EXERCISE BRIEF >> Please transcribe exactly, and only, the lines of the data below between the line holding "135L129 141L133 139V134L128" and the line holding "box: [155, 298, 171, 313]", inclusive.

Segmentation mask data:
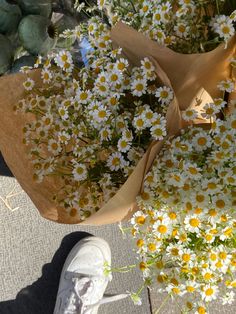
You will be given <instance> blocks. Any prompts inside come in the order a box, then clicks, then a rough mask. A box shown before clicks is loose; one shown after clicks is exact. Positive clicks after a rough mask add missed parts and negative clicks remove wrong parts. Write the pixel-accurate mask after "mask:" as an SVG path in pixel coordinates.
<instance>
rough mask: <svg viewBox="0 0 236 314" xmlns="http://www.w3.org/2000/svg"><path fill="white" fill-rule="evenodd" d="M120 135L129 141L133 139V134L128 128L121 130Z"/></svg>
mask: <svg viewBox="0 0 236 314" xmlns="http://www.w3.org/2000/svg"><path fill="white" fill-rule="evenodd" d="M122 137H123V138H124V139H126V140H127V141H128V142H131V141H132V140H133V138H134V137H133V134H132V131H130V130H129V129H125V130H123V132H122Z"/></svg>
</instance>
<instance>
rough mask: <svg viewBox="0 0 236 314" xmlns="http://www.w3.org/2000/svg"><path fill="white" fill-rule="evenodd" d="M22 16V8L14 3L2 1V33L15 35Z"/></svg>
mask: <svg viewBox="0 0 236 314" xmlns="http://www.w3.org/2000/svg"><path fill="white" fill-rule="evenodd" d="M21 17H22V14H21V9H20V7H19V6H18V5H17V4H15V3H14V2H13V1H6V0H0V33H1V34H7V35H9V34H13V33H16V32H17V28H18V25H19V23H20V20H21Z"/></svg>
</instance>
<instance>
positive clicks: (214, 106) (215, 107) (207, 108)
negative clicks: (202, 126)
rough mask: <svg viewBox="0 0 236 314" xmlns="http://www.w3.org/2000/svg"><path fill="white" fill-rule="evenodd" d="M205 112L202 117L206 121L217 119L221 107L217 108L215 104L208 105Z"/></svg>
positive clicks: (205, 110) (219, 111) (203, 107)
mask: <svg viewBox="0 0 236 314" xmlns="http://www.w3.org/2000/svg"><path fill="white" fill-rule="evenodd" d="M203 110H204V111H203V113H202V114H201V116H202V117H203V118H205V119H210V118H215V115H216V114H217V113H218V112H220V107H217V106H216V105H215V103H208V104H205V105H204V107H203Z"/></svg>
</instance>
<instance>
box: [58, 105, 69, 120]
mask: <svg viewBox="0 0 236 314" xmlns="http://www.w3.org/2000/svg"><path fill="white" fill-rule="evenodd" d="M58 113H59V115H60V116H61V118H62V119H63V120H67V119H68V118H69V114H68V111H67V108H66V107H65V106H62V107H60V108H59V109H58Z"/></svg>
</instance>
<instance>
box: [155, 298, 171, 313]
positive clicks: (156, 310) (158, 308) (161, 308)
mask: <svg viewBox="0 0 236 314" xmlns="http://www.w3.org/2000/svg"><path fill="white" fill-rule="evenodd" d="M169 297H170V295H169V294H168V295H167V296H166V297H165V299H164V301H163V302H162V304H161V305H160V307H159V308H158V309H157V310H156V312H155V313H154V314H159V313H160V310H161V309H162V308H163V306H164V305H165V304H166V302H167V300H168V299H169Z"/></svg>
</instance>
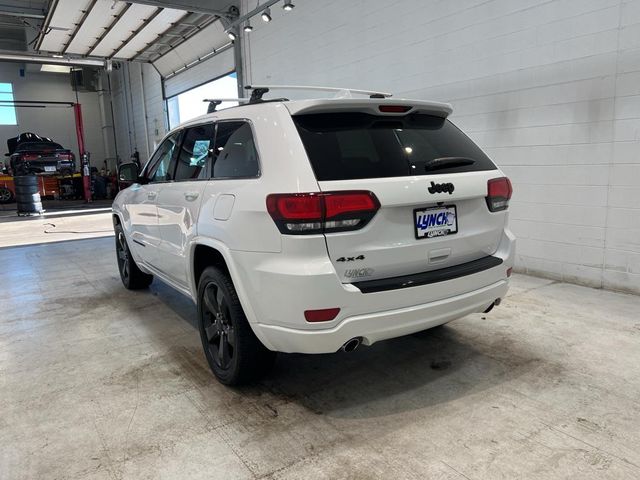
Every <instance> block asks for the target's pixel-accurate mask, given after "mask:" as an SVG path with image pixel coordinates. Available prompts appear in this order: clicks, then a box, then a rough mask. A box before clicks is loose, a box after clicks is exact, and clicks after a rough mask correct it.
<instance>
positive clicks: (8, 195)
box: [0, 187, 15, 204]
mask: <svg viewBox="0 0 640 480" xmlns="http://www.w3.org/2000/svg"><path fill="white" fill-rule="evenodd" d="M14 200H15V195H14V194H13V192H12V191H11V190H9V189H8V188H7V187H0V204H5V203H11V202H13V201H14Z"/></svg>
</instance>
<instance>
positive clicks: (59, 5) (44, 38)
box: [40, 0, 92, 53]
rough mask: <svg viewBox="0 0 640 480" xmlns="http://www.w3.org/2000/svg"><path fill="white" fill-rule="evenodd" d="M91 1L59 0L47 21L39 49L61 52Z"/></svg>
mask: <svg viewBox="0 0 640 480" xmlns="http://www.w3.org/2000/svg"><path fill="white" fill-rule="evenodd" d="M91 3H92V2H91V1H90V0H60V1H59V2H58V4H57V6H56V9H55V11H54V12H53V15H52V17H51V21H50V22H49V30H48V33H47V34H46V35H45V36H44V38H43V40H42V44H41V45H40V50H43V51H46V52H56V53H58V52H62V50H64V47H65V46H66V44H67V42H68V41H69V39H70V38H71V35H72V34H73V32H74V31H75V29H76V25H77V24H78V23H80V20H82V17H83V16H84V13H85V11H86V10H87V9H88V8H89V6H90V5H91Z"/></svg>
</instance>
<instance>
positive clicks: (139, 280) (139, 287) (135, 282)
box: [114, 224, 153, 290]
mask: <svg viewBox="0 0 640 480" xmlns="http://www.w3.org/2000/svg"><path fill="white" fill-rule="evenodd" d="M114 230H115V234H116V259H117V261H118V271H119V272H120V280H122V284H123V285H124V287H125V288H126V289H128V290H142V289H143V288H147V287H149V285H151V282H153V275H149V274H148V273H144V272H143V271H142V270H140V269H139V268H138V265H137V264H136V262H135V260H134V259H133V256H132V255H131V250H129V245H128V244H127V238H126V237H125V235H124V230H122V226H121V225H120V224H117V225H116V226H115V227H114Z"/></svg>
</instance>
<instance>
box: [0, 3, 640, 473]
mask: <svg viewBox="0 0 640 480" xmlns="http://www.w3.org/2000/svg"><path fill="white" fill-rule="evenodd" d="M283 7H287V8H283ZM266 20H269V21H266ZM251 84H271V85H278V84H280V85H326V86H333V87H352V88H364V89H375V90H379V91H388V92H393V95H394V98H395V97H397V98H416V99H423V100H435V101H442V102H448V103H451V104H452V105H453V114H452V116H451V119H452V121H453V122H454V123H455V124H456V125H458V126H459V127H460V128H461V129H462V130H463V131H464V132H466V133H467V134H468V135H469V136H470V137H471V138H472V139H473V140H474V141H475V142H476V143H477V144H478V145H479V146H480V147H482V149H483V150H484V151H485V152H486V153H487V154H488V155H489V156H490V157H491V158H492V159H493V160H494V161H495V162H496V163H497V164H498V166H499V167H500V168H501V169H502V170H503V171H504V172H505V174H506V175H507V176H508V177H509V178H510V179H511V181H512V183H513V188H514V196H513V199H512V200H511V204H510V207H509V212H510V213H509V223H510V228H511V229H512V231H513V232H514V234H515V235H516V237H517V255H516V265H515V269H514V270H515V272H516V273H515V274H514V276H513V277H512V281H511V287H510V291H509V294H508V296H507V297H506V298H505V299H504V301H503V302H502V304H501V305H500V306H499V307H498V308H495V309H493V310H492V311H491V312H489V313H487V314H473V315H469V316H467V317H465V318H463V319H461V320H456V321H454V322H451V323H449V324H447V325H445V326H443V327H441V328H436V329H433V330H427V331H424V332H421V333H419V334H414V335H410V336H407V337H402V338H397V339H393V340H387V341H383V342H379V343H376V344H374V345H372V346H371V347H366V348H359V349H358V350H356V351H355V352H352V353H349V354H346V353H343V352H339V353H336V354H331V355H300V354H280V355H279V356H278V359H277V361H276V364H275V367H274V369H273V371H272V372H271V373H270V374H269V375H268V376H267V377H266V378H265V379H263V380H261V381H260V382H258V383H256V384H254V385H251V386H245V387H239V388H229V387H225V386H223V385H221V384H219V383H218V382H217V381H216V379H215V378H214V377H213V375H212V374H211V372H210V370H209V367H208V365H207V362H206V360H205V357H204V355H203V353H202V346H201V344H200V338H199V336H198V331H197V327H196V307H195V306H194V305H193V303H192V302H191V301H190V300H188V299H187V298H185V297H183V296H181V295H180V294H179V293H176V292H175V291H174V290H172V289H171V288H170V287H168V286H166V285H164V284H163V283H161V282H159V281H155V282H154V283H153V284H152V285H151V287H150V289H149V290H142V291H138V292H133V291H127V290H125V289H123V287H122V285H121V282H120V277H119V275H118V267H117V264H116V256H115V255H116V254H115V248H114V238H113V225H112V215H111V202H112V201H113V198H114V197H115V195H116V194H117V191H118V188H119V186H118V182H117V175H116V172H117V168H118V166H119V165H120V164H122V163H126V162H129V161H131V160H135V161H138V162H140V164H144V163H145V162H146V161H147V160H148V159H149V157H150V156H151V155H152V154H153V151H154V149H155V147H156V146H158V144H159V143H160V141H161V140H162V139H163V137H164V136H165V134H166V133H167V132H168V131H169V130H170V129H171V128H173V127H175V126H177V125H178V124H180V123H181V122H184V121H187V120H189V119H191V118H194V117H196V116H198V115H202V114H204V113H206V112H207V108H208V103H207V102H204V101H203V100H204V99H206V98H233V97H243V96H245V95H246V93H245V90H244V86H245V85H251ZM301 95H302V94H301V93H300V92H297V91H290V92H289V91H287V92H286V95H285V96H286V97H288V98H292V99H293V98H302V97H301ZM78 105H79V107H78ZM232 105H233V103H225V104H223V105H221V107H220V108H222V107H224V106H232ZM25 133H33V134H35V135H37V136H39V137H41V138H42V139H49V141H50V142H55V143H57V144H59V145H60V146H61V147H63V148H64V149H67V150H69V151H71V152H72V153H73V156H74V158H75V168H74V170H73V172H60V171H55V172H47V171H44V172H39V173H37V174H36V175H35V177H36V178H37V179H38V180H37V181H38V187H37V189H38V193H39V196H40V197H41V202H42V211H39V212H35V214H29V215H19V213H20V210H19V209H20V207H19V205H18V204H17V203H16V202H15V196H16V193H15V188H16V186H15V182H14V180H13V179H14V176H15V175H14V174H15V172H14V171H13V170H14V166H12V165H11V164H10V158H14V157H12V156H11V153H13V152H9V151H7V150H5V151H4V152H3V153H6V154H7V155H6V156H2V157H0V163H2V171H1V172H0V199H1V200H2V202H3V203H2V204H0V232H1V233H0V260H1V265H2V270H1V271H2V277H1V278H2V279H3V280H4V281H3V282H2V284H3V288H1V289H0V301H1V303H2V313H1V314H0V478H2V479H34V478H65V479H103V478H104V479H129V478H131V479H134V478H135V479H137V478H153V479H156V478H167V479H173V478H180V479H183V478H184V479H187V478H224V479H231V478H233V479H235V478H247V479H257V478H270V479H284V478H291V479H293V478H326V479H333V478H350V479H373V478H415V479H424V478H434V479H435V478H437V479H485V478H486V479H494V478H526V479H538V478H540V479H542V478H545V479H548V478H580V479H591V478H592V479H605V478H606V479H627V478H628V479H636V478H639V477H640V433H639V432H640V395H639V392H640V374H639V373H638V368H637V365H638V363H639V362H640V348H639V345H640V320H639V317H638V306H639V305H640V301H639V297H638V295H640V240H639V239H640V0H589V1H582V0H581V1H576V0H571V1H569V0H518V1H513V0H489V1H487V0H468V1H456V2H440V1H435V0H428V1H421V0H401V1H398V2H387V1H382V0H375V1H370V2H364V1H352V2H343V1H338V0H322V1H311V0H294V1H293V2H291V1H283V0H278V1H275V0H263V1H259V2H256V1H255V0H253V1H248V0H235V1H233V0H209V1H204V0H172V1H156V0H134V1H123V0H23V1H18V0H15V1H12V0H0V137H1V144H2V145H3V147H4V145H5V144H6V143H5V140H10V139H19V138H20V136H21V135H22V134H25ZM7 146H8V145H7ZM9 148H10V147H9ZM1 189H4V192H5V193H6V192H7V191H8V192H9V193H6V195H5V196H4V197H3V196H2V192H3V190H1Z"/></svg>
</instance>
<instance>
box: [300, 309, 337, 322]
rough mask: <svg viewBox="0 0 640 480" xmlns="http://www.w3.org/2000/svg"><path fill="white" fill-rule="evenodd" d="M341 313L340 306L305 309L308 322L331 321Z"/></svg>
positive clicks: (305, 318)
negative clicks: (334, 307)
mask: <svg viewBox="0 0 640 480" xmlns="http://www.w3.org/2000/svg"><path fill="white" fill-rule="evenodd" d="M338 313H340V309H339V308H325V309H323V310H305V312H304V318H305V319H306V320H307V322H329V321H331V320H333V319H334V318H336V317H337V316H338Z"/></svg>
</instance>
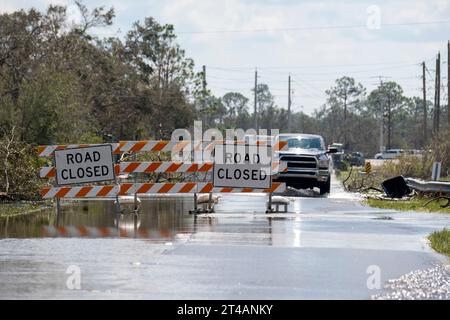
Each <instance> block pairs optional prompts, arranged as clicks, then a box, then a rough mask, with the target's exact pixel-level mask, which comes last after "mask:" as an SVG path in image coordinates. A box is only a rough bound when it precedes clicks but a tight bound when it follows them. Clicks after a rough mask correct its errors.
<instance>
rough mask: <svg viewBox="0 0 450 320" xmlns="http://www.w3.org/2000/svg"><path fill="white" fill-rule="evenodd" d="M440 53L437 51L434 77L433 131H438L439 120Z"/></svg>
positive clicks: (439, 113) (434, 132) (440, 86)
mask: <svg viewBox="0 0 450 320" xmlns="http://www.w3.org/2000/svg"><path fill="white" fill-rule="evenodd" d="M440 93H441V53H440V52H439V53H438V56H437V59H436V79H435V88H434V133H439V122H440V112H441V110H440V108H441V106H440V102H441V96H440Z"/></svg>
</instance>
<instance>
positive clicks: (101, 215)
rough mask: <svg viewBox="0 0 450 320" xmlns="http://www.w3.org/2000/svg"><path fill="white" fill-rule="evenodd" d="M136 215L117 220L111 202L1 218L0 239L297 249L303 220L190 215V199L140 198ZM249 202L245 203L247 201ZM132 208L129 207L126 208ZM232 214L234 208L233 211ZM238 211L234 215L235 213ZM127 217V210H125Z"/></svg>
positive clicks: (265, 216)
mask: <svg viewBox="0 0 450 320" xmlns="http://www.w3.org/2000/svg"><path fill="white" fill-rule="evenodd" d="M236 198H238V197H235V198H232V199H231V198H230V202H229V204H226V203H222V205H223V207H226V208H227V209H228V210H232V208H233V207H236V206H237V205H238V204H239V205H240V206H242V207H247V208H249V209H250V208H252V207H254V206H256V204H258V205H259V206H260V207H261V208H262V209H264V205H265V202H262V201H260V199H259V198H257V197H241V198H240V199H238V200H241V201H237V200H236ZM141 200H142V202H141V206H142V207H141V210H140V213H139V214H138V215H135V214H133V213H131V212H132V210H129V211H128V213H127V214H122V215H116V213H115V212H116V211H115V208H114V202H113V201H100V200H97V201H81V202H72V203H70V204H67V205H64V206H63V207H62V212H61V214H60V215H59V217H58V218H57V217H56V212H55V209H54V208H53V209H52V208H50V209H47V210H44V211H42V212H41V213H34V214H30V215H27V216H18V217H14V218H5V219H0V238H37V237H53V238H57V237H58V238H59V237H63V238H68V237H74V238H135V239H151V240H163V241H168V240H169V241H172V240H175V241H176V240H180V241H185V240H189V241H190V242H193V243H203V244H224V243H225V244H246V245H268V246H288V247H300V246H301V245H302V243H301V233H300V230H301V220H300V218H299V217H296V218H294V219H293V218H291V217H285V216H283V215H280V216H279V217H277V216H276V214H275V215H274V214H272V215H270V216H267V217H266V215H265V214H264V213H251V212H247V213H246V214H244V215H242V214H241V215H236V214H235V213H227V212H218V213H217V214H213V215H198V216H196V215H191V214H189V210H190V209H192V206H193V201H192V198H190V197H189V198H188V197H176V198H168V197H161V198H154V197H152V198H144V199H141ZM245 201H247V203H246V202H245ZM129 205H130V207H132V206H133V205H132V204H129ZM233 210H234V208H233ZM235 211H236V210H235ZM126 212H127V211H126Z"/></svg>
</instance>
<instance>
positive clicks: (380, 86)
mask: <svg viewBox="0 0 450 320" xmlns="http://www.w3.org/2000/svg"><path fill="white" fill-rule="evenodd" d="M371 78H378V79H379V81H380V84H379V86H378V88H379V90H381V89H382V88H383V78H386V79H387V78H389V77H385V76H376V77H371ZM380 93H381V92H380ZM379 104H380V140H379V143H380V152H384V151H385V146H384V101H383V99H380V101H379Z"/></svg>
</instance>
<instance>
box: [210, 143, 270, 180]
mask: <svg viewBox="0 0 450 320" xmlns="http://www.w3.org/2000/svg"><path fill="white" fill-rule="evenodd" d="M271 167H272V148H271V147H269V146H256V145H252V146H248V145H232V144H230V145H217V146H216V147H215V149H214V172H213V184H214V187H225V188H227V187H230V188H253V189H268V188H270V187H271V185H272V178H271V174H272V172H271Z"/></svg>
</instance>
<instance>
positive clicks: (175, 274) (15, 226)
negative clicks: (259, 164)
mask: <svg viewBox="0 0 450 320" xmlns="http://www.w3.org/2000/svg"><path fill="white" fill-rule="evenodd" d="M291 195H292V197H291ZM294 195H295V196H294ZM289 199H290V201H291V202H290V206H289V212H288V213H273V214H265V213H264V211H265V205H266V201H267V198H266V196H265V195H263V194H251V195H242V194H223V195H221V199H220V201H219V203H218V204H217V205H216V208H215V213H214V214H207V215H198V216H194V215H190V214H189V210H190V209H192V207H193V201H192V199H191V197H175V198H174V197H171V198H164V197H160V198H151V199H149V198H142V209H141V213H140V215H139V217H137V218H134V217H133V215H126V216H122V217H121V218H120V219H119V221H117V218H116V216H115V214H114V207H113V203H112V202H110V201H89V202H78V203H75V204H73V205H70V206H64V208H63V214H62V215H61V217H59V219H58V220H57V219H56V217H55V214H54V210H51V209H50V210H47V211H43V212H42V213H40V214H35V215H31V216H21V217H17V218H10V219H3V220H0V237H1V238H2V239H0V298H1V299H16V298H24V299H37V298H51V299H66V298H69V299H70V298H76V299H122V298H131V299H141V298H145V299H240V298H242V299H284V298H289V299H317V298H318V299H335V298H336V299H337V298H352V299H369V298H370V297H371V296H373V295H377V294H380V293H382V292H383V285H384V284H385V283H386V281H387V280H389V279H395V278H398V277H400V276H402V275H404V274H406V273H409V272H411V271H414V270H419V269H426V268H430V267H432V266H434V265H435V264H447V263H448V259H447V258H445V257H443V256H441V255H438V254H436V253H434V252H433V251H432V250H431V249H430V248H429V247H428V245H427V240H426V236H427V235H428V234H429V233H430V232H432V231H434V230H438V229H442V228H444V227H450V215H445V214H429V213H427V214H424V213H411V212H404V213H399V212H394V211H387V210H381V209H373V208H368V207H365V206H363V205H361V204H360V199H358V198H357V197H355V196H354V195H351V194H348V193H345V192H344V191H343V190H342V189H341V187H340V186H339V185H337V184H333V186H332V192H331V195H330V196H328V197H320V196H318V195H317V194H314V193H311V192H302V193H300V194H289ZM117 227H118V228H117ZM74 267H75V269H76V270H79V272H80V273H79V274H80V279H81V283H80V289H79V290H71V289H70V288H69V287H70V286H68V284H67V282H68V279H69V278H70V276H71V271H70V270H73V268H74ZM67 271H68V273H66V272H67ZM378 275H379V277H378V278H379V279H377V276H378ZM377 280H379V285H378V284H377ZM378 288H379V289H378Z"/></svg>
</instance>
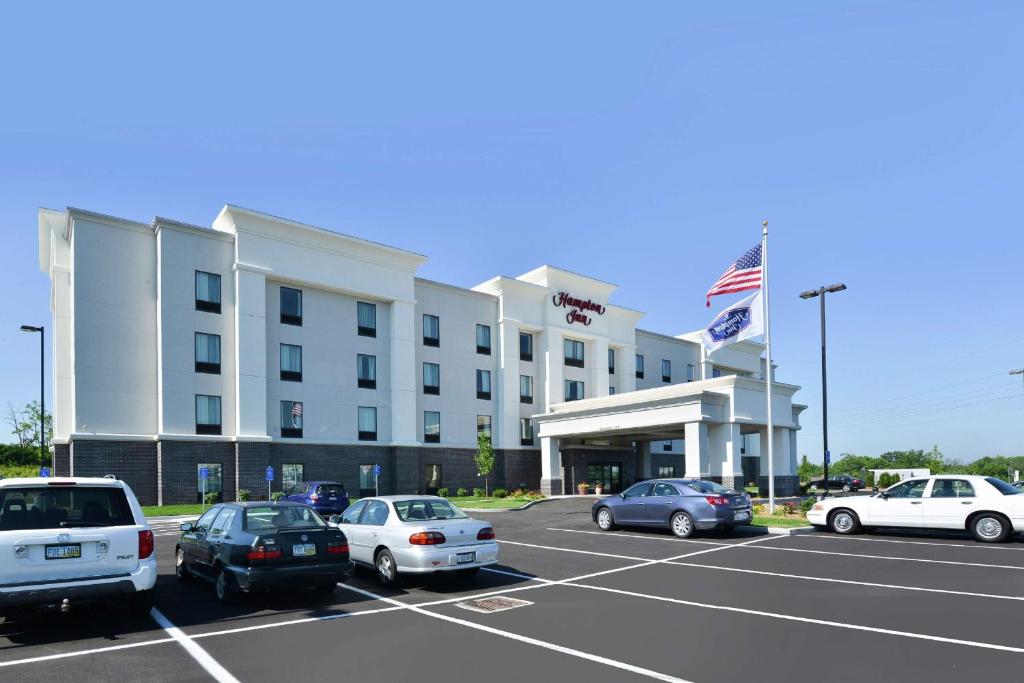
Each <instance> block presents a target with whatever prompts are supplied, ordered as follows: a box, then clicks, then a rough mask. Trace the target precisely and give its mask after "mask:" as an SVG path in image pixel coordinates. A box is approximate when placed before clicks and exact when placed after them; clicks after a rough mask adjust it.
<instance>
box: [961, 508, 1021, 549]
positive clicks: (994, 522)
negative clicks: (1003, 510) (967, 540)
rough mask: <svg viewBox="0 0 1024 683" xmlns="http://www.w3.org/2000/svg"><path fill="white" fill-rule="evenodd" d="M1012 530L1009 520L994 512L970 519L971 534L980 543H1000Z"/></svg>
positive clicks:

ANSWER SECTION >>
rough mask: <svg viewBox="0 0 236 314" xmlns="http://www.w3.org/2000/svg"><path fill="white" fill-rule="evenodd" d="M120 135L129 141L133 139V134L128 128L121 130Z"/></svg>
mask: <svg viewBox="0 0 236 314" xmlns="http://www.w3.org/2000/svg"><path fill="white" fill-rule="evenodd" d="M122 137H123V138H124V139H126V140H127V141H128V142H131V141H132V140H133V138H134V137H133V134H132V131H130V130H129V129H125V130H123V132H122Z"/></svg>
</instance>
<instance>
rough mask: <svg viewBox="0 0 236 314" xmlns="http://www.w3.org/2000/svg"><path fill="white" fill-rule="evenodd" d="M22 16V8L14 3L2 1V33L15 35Z"/></svg>
mask: <svg viewBox="0 0 236 314" xmlns="http://www.w3.org/2000/svg"><path fill="white" fill-rule="evenodd" d="M21 17H22V14H21V9H20V7H19V6H18V5H17V4H15V3H14V2H13V1H6V0H0V33H1V34H7V35H9V34H13V33H16V32H17V28H18V25H19V23H20V20H21Z"/></svg>
</instance>
<instance>
positive clicks: (214, 106) (215, 107) (207, 108)
negative clicks: (202, 126)
rough mask: <svg viewBox="0 0 236 314" xmlns="http://www.w3.org/2000/svg"><path fill="white" fill-rule="evenodd" d="M205 112L202 117L206 121L217 119L221 107L217 108L215 104L208 105Z"/></svg>
positive clicks: (205, 110) (219, 111) (203, 107)
mask: <svg viewBox="0 0 236 314" xmlns="http://www.w3.org/2000/svg"><path fill="white" fill-rule="evenodd" d="M203 110H204V111H203V113H202V114H201V116H202V117H203V118H205V119H210V118H215V115H216V114H217V113H218V112H220V107H217V106H216V105H215V103H208V104H205V105H204V107H203Z"/></svg>
</instance>
<instance>
box: [58, 105, 69, 120]
mask: <svg viewBox="0 0 236 314" xmlns="http://www.w3.org/2000/svg"><path fill="white" fill-rule="evenodd" d="M58 113H59V115H60V116H61V118H62V119H63V120H67V119H68V118H69V114H68V111H67V108H66V107H65V106H62V107H60V108H59V109H58Z"/></svg>
</instance>
<instance>
box: [155, 298, 171, 313]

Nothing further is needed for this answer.